== RECORDS TO PROCESS ==
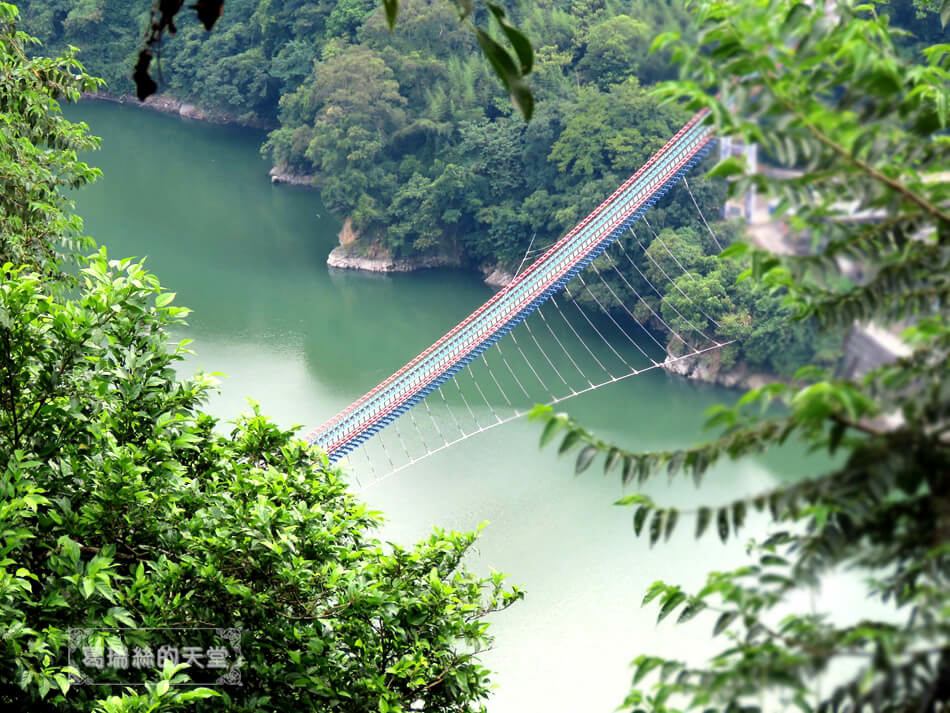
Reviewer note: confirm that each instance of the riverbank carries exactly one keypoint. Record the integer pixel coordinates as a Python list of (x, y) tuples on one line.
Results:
[(165, 103), (706, 368)]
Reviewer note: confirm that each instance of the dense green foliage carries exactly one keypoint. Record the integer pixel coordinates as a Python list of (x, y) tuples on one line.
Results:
[(39, 150), (408, 133), (868, 123), (688, 299), (122, 504)]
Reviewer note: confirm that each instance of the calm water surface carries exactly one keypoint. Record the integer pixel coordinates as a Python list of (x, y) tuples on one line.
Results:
[(304, 341)]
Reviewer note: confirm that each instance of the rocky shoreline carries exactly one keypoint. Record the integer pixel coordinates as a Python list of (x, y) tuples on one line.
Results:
[(705, 368), (345, 257), (168, 104)]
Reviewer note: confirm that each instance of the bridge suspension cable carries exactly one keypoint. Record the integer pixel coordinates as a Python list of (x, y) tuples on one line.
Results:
[(469, 345)]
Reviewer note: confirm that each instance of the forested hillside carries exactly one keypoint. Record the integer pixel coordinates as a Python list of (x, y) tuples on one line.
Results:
[(409, 136), (408, 133)]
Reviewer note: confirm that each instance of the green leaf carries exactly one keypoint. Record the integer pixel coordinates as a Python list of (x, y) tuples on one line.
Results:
[(669, 604), (639, 517), (671, 517), (506, 70), (392, 9), (518, 41), (738, 516), (164, 298), (663, 40), (731, 166), (655, 590), (724, 620), (656, 526), (550, 428), (644, 666), (584, 459), (626, 474), (691, 610), (702, 521), (571, 439), (722, 524)]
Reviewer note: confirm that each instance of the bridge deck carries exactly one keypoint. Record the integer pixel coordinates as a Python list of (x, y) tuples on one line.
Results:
[(507, 308)]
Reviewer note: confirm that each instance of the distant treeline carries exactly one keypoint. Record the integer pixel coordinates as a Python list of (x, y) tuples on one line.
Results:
[(409, 135)]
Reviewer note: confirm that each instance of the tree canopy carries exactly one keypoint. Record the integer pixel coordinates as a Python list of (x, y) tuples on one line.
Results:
[(126, 508), (827, 90)]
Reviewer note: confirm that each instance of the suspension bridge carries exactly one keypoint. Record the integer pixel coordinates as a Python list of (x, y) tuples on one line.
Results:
[(508, 309)]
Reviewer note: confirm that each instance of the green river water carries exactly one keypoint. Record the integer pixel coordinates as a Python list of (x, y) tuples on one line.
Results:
[(303, 341)]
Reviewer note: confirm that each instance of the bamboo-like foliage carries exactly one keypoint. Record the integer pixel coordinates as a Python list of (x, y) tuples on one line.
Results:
[(821, 89)]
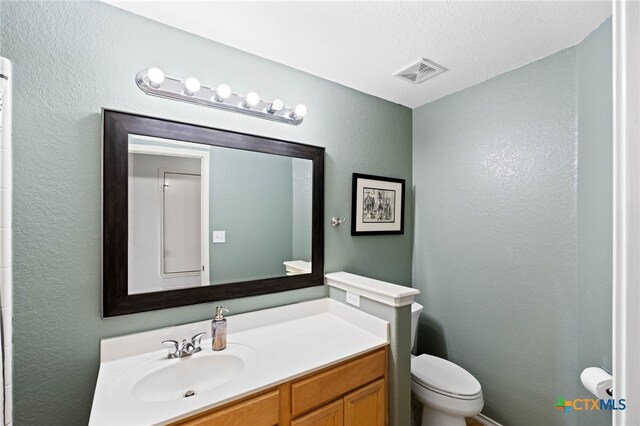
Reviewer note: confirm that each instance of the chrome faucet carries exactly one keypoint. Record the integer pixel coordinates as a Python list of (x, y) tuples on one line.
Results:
[(186, 348)]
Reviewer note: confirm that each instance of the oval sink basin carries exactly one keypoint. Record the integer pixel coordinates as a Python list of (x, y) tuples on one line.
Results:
[(160, 379)]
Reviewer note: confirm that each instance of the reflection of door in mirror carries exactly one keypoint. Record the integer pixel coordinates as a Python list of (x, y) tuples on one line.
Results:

== EXERCISE DESCRIPTION ==
Rewrite every line of the data from the line holding "the bridge suspension" through the line holding "[(469, 345)]", inclusive, offsetting each pixel coordinate in the results by 140.

== WRITTEN SOLUTION ==
Reviewer note: confirm that each instance of the bridge suspension cable carries exactly one keypoint. Record the integer pixel coordinates as a Python list of (x, y) tuples on one line.
Results:
[(609, 485)]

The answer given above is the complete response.